● **Vorgegebenes Ziel 1**: Welchem Nutzer stimmt Reylor im Forenauszug ausdrücklich zu?
● **Vorgegebenes Ziel 2**: Gib aus dem Forenauszug den Abschnitt wörtlich aus, der mit „Aber schon eine“ beginnt und mit „verlassen haben und..........“ endet.

Aber schon eine Woche drauf steht er wieder vor euch. Und zwar unverletzt, sauber gekleidet und rasiert.
Und wenn er wieder im Dreck liegt wartet er bis alls die Instanz  verlassen haben und..........


Wer kennt den Film ".. und täglich grüßt das Murmeltier" ??
Ich sag nur *I Got You Babe*

Gruß Roni


----------



## Reylor (26. Juli 2009)

Damit hier mal Ruhe einkehrt, von wegen C'Thun lebt noch:

Status  Deceased (lore), Killable (WoW)
Quelle: http://www.wowwiki.com/C%27thun

Finds genauso schade wie ihr!


Achso, und ich kann Whitebull_1992 nur zustimmen!


----------



## Nataku (26. Juli 2009)

● **Rohdaten**:
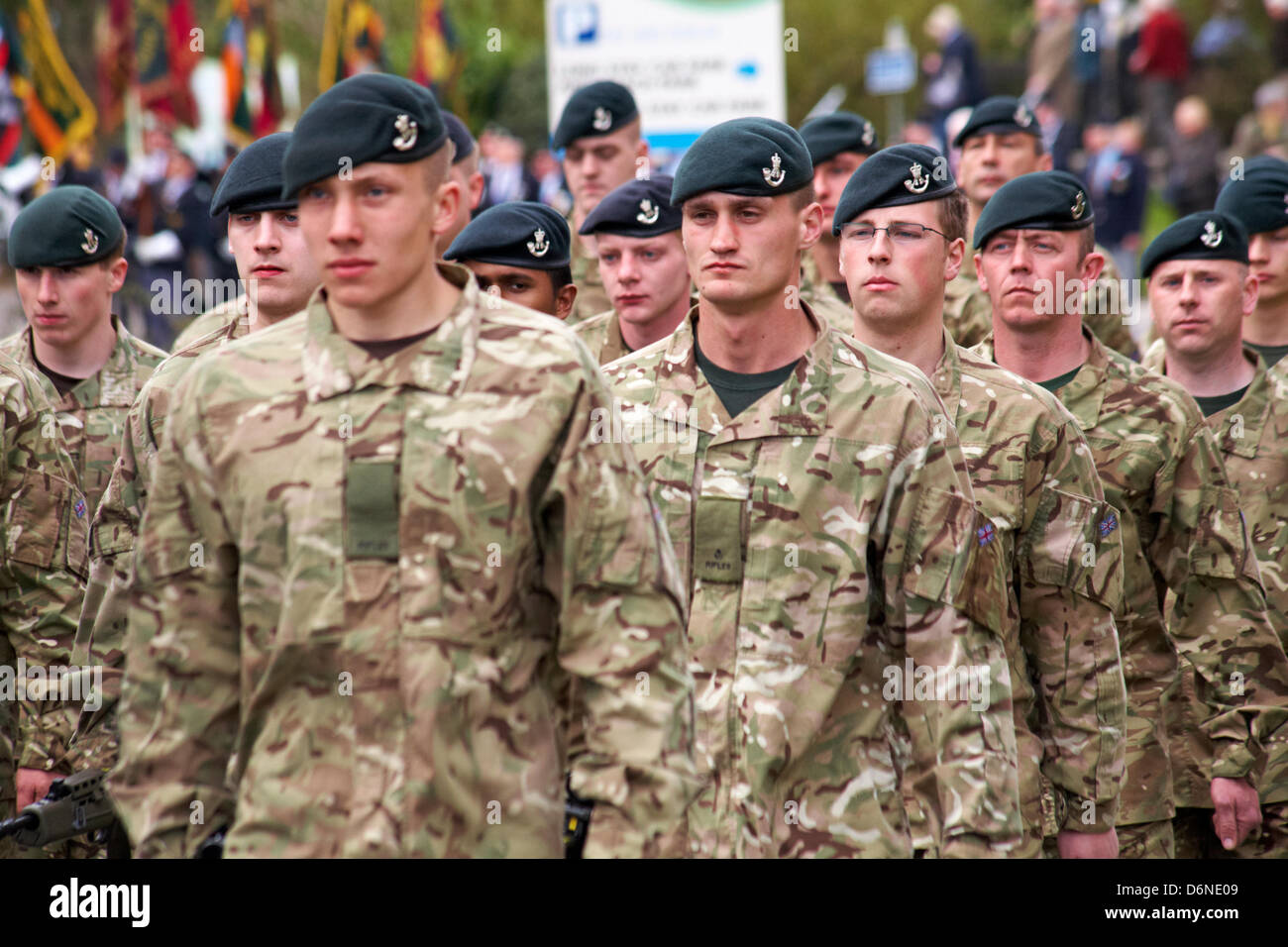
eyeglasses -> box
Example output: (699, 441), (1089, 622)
(841, 224), (948, 246)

● **Korrektes Ergebnis 1**: Whitebull_1992

● **Korrektes Ergebnis 2**:
Aber schon eine Woche drauf steht er wieder vor euch. Und zwar unverletzt, sauber gekleidet und rasiert.
Und wenn er wieder im Dreck liegt wartet er bis alls die Instanz  verlassen haben und..........